Instructions to follow:
List every line in the items below that contains the word "mountain", copying each one in full.

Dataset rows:
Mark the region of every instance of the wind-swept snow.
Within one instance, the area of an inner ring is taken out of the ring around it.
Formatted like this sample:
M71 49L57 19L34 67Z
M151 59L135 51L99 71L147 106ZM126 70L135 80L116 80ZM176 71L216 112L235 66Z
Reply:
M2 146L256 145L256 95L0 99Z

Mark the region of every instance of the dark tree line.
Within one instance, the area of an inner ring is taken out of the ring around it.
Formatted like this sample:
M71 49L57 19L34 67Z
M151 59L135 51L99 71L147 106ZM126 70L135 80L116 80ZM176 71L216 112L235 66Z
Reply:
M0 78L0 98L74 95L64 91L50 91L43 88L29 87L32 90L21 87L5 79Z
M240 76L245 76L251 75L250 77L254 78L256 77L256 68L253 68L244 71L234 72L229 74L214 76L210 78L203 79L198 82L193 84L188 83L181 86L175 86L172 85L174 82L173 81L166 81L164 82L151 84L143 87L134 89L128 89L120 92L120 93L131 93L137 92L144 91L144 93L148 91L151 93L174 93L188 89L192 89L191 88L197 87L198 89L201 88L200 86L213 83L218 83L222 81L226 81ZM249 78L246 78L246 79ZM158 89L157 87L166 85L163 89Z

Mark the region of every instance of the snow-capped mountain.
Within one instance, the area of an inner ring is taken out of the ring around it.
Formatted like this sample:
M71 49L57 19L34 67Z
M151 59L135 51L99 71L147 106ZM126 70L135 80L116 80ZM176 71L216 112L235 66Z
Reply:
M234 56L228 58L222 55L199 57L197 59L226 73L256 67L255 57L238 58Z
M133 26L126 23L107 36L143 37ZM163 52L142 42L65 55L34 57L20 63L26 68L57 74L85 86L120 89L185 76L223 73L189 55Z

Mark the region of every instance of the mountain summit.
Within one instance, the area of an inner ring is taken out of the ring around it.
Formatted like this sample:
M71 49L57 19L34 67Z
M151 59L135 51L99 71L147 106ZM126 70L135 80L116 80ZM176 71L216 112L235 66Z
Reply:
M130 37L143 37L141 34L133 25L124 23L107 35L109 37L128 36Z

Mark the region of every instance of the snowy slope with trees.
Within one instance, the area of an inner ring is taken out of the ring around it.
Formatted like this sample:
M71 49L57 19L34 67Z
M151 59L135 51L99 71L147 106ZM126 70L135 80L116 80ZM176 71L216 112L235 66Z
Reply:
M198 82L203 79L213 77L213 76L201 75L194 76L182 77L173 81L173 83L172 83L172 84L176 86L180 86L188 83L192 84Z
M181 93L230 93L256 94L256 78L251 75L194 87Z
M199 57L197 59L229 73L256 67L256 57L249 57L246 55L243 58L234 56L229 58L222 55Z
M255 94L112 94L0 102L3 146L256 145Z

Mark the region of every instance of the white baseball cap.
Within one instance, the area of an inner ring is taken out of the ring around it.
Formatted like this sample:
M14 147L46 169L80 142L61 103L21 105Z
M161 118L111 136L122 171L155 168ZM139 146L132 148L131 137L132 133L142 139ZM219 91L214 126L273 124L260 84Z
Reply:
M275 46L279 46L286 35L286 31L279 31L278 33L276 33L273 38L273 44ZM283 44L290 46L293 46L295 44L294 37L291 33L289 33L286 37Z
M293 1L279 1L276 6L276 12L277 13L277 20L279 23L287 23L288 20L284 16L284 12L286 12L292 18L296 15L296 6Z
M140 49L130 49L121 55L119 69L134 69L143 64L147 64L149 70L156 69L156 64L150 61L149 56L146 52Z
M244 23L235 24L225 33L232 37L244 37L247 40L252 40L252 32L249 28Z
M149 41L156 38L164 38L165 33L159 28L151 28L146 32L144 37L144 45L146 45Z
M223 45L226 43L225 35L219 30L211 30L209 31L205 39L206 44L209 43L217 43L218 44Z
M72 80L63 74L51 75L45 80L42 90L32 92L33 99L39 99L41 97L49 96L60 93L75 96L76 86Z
---
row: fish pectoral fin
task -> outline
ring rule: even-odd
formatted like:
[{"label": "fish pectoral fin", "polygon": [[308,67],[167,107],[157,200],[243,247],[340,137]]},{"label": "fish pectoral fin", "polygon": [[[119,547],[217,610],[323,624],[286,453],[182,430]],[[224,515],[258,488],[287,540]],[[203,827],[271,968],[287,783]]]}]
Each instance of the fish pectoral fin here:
* * *
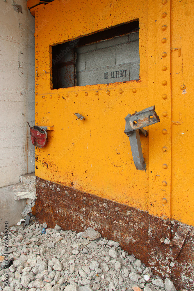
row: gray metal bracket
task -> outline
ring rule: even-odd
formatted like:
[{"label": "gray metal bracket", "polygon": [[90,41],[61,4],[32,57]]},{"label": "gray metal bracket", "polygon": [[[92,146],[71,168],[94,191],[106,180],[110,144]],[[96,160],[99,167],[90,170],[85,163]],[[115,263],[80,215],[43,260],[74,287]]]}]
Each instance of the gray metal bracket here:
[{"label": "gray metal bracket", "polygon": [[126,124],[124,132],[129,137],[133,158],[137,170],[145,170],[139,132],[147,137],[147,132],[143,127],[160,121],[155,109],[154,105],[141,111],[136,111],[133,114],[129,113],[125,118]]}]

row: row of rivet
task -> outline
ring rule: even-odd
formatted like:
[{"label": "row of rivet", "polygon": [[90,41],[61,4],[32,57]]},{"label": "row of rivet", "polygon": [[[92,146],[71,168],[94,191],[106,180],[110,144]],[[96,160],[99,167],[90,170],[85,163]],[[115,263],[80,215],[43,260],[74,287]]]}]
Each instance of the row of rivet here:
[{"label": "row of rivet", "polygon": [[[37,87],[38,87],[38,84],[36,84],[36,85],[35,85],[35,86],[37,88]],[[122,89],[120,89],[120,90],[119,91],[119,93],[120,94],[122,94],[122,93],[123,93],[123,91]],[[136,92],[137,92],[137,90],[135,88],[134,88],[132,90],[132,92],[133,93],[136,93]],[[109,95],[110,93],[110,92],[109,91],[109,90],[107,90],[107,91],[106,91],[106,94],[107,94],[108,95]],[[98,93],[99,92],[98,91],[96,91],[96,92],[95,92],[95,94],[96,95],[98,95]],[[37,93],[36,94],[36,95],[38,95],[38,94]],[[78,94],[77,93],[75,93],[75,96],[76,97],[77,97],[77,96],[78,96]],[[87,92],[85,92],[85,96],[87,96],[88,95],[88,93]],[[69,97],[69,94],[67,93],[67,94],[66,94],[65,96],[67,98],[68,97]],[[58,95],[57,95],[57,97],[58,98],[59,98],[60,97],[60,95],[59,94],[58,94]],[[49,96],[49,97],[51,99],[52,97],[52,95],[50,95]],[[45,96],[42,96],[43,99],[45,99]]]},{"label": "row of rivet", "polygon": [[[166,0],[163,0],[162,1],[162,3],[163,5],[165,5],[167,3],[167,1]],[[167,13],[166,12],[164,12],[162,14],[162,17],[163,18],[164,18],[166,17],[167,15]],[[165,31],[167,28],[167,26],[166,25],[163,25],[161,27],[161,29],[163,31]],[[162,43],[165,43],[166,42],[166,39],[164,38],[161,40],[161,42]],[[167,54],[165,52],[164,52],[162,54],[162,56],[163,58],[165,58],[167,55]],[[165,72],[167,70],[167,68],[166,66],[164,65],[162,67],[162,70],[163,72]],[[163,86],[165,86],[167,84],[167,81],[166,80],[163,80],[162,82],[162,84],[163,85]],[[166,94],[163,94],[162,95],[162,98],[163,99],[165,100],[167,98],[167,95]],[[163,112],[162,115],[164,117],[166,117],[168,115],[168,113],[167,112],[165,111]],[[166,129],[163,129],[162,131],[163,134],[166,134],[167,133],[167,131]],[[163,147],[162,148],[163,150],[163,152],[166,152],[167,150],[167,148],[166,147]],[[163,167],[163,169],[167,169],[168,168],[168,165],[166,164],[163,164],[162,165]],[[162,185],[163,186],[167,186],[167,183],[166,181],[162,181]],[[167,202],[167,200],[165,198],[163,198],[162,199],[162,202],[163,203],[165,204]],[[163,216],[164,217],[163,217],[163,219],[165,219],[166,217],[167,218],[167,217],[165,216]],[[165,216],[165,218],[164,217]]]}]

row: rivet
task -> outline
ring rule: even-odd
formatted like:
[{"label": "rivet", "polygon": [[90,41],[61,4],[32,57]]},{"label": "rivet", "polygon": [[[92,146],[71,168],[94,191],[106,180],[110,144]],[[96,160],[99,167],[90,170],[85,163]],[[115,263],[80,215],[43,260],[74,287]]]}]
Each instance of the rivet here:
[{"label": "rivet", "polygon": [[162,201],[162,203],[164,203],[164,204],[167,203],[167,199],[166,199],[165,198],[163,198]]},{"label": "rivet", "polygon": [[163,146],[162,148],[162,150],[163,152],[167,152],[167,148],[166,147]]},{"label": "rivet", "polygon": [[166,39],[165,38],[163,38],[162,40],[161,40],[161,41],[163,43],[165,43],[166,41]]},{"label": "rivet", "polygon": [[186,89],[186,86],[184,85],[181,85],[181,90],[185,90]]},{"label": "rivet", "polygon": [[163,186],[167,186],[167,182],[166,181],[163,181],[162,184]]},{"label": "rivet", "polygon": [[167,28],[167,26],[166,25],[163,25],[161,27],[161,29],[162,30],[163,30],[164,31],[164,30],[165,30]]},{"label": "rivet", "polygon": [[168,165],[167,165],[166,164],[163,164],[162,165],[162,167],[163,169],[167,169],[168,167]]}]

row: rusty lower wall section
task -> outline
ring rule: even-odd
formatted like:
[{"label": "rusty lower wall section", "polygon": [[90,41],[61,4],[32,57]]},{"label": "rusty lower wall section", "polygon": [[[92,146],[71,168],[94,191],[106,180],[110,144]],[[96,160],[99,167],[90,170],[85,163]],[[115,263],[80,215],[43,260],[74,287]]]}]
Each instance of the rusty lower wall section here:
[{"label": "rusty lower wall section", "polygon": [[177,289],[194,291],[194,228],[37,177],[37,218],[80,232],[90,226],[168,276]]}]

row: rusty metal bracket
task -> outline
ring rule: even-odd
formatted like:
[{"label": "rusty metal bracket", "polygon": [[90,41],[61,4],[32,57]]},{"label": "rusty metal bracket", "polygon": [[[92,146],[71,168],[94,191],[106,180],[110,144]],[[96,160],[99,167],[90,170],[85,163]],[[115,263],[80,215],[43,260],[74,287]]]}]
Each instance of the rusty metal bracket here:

Task response:
Mark the region of every instance of the snow-capped mountain.
Mark the region of every instance of the mountain summit.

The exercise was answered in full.